• _Required work_
Rewrite the data below as a JSON list of strings, one string per line, leaving out any blank lines.

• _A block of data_
+ + + + + + +

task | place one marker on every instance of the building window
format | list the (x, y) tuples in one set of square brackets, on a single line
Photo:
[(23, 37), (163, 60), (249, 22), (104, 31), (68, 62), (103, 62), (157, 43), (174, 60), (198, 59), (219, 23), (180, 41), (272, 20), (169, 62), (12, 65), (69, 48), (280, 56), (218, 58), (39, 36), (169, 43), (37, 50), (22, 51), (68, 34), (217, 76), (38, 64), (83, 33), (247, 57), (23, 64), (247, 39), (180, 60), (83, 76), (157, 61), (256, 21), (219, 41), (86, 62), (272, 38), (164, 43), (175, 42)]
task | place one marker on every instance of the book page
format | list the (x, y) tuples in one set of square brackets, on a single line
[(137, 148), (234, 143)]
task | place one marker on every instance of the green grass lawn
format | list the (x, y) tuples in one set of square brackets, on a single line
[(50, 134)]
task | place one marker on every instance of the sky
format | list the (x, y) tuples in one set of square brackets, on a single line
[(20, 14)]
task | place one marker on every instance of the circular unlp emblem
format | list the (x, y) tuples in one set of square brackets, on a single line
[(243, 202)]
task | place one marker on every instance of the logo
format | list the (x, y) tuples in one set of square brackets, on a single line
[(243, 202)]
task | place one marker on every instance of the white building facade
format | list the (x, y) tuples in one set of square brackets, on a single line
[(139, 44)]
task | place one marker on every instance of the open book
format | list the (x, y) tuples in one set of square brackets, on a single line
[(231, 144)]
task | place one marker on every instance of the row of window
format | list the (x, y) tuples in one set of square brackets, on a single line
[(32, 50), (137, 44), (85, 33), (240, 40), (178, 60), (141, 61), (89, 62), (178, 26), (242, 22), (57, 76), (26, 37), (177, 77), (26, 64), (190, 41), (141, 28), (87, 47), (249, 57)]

+ + + + + + +

• _Complete answer_
[
  "task | place one marker on every instance of the building window",
  "format | list the (x, y) tuples in one set of square brackets, on a single line",
  "Photo:",
  "[(23, 37), (163, 60), (249, 22), (104, 31), (68, 62), (103, 62), (157, 43), (174, 60), (198, 59), (219, 23), (180, 41), (272, 20), (169, 62), (12, 65), (69, 48), (280, 56), (218, 58), (39, 36), (169, 43), (37, 50), (22, 51), (68, 34), (217, 76), (38, 64), (83, 33), (247, 57), (23, 64), (247, 39), (180, 60), (83, 76), (157, 61), (256, 21), (219, 41), (86, 62), (272, 38), (164, 43), (175, 42)]",
  "task | place one marker on every instance of the book page",
  "format | list the (x, y) tuples in one set of square brackets, on a single line",
  "[(137, 148), (234, 143)]",
  "task | place one marker on every instance of the green grass lawn",
  "format | list the (x, y) tuples in one set of square brackets, on a single line",
  "[(50, 134)]",
  "task | place one marker on every instance of the sky",
  "format | list the (x, y) tuples in one set of square brackets, on a single line",
  "[(20, 14)]",
  "task | place one marker on every instance of the circular unlp emblem",
  "format | list the (x, y) tuples in one set of square brackets, on a single line",
  "[(243, 202)]",
  "task | place one marker on every instance of the logo",
  "format | list the (x, y) tuples in one set of square brackets, on a single line",
  "[(243, 202)]",
  "task | place one marker on every instance of the white building facade",
  "format | list the (x, y) tuples in one set of square brackets, on a single line",
  "[(139, 44)]",
  "task | place one marker on every instance of the open book",
  "format | list the (x, y) tuples in one set of square brackets, on a single line",
  "[(231, 144)]",
  "task | place one marker on every instance of the row of window",
  "format | list the (x, y) tuples in one set of square brackets, on a single line",
  "[(32, 50), (137, 44), (85, 33), (240, 40), (178, 60), (141, 61), (89, 62), (178, 26), (242, 22), (57, 76), (26, 37), (177, 77), (26, 64), (190, 41), (141, 28), (87, 47), (249, 57)]"
]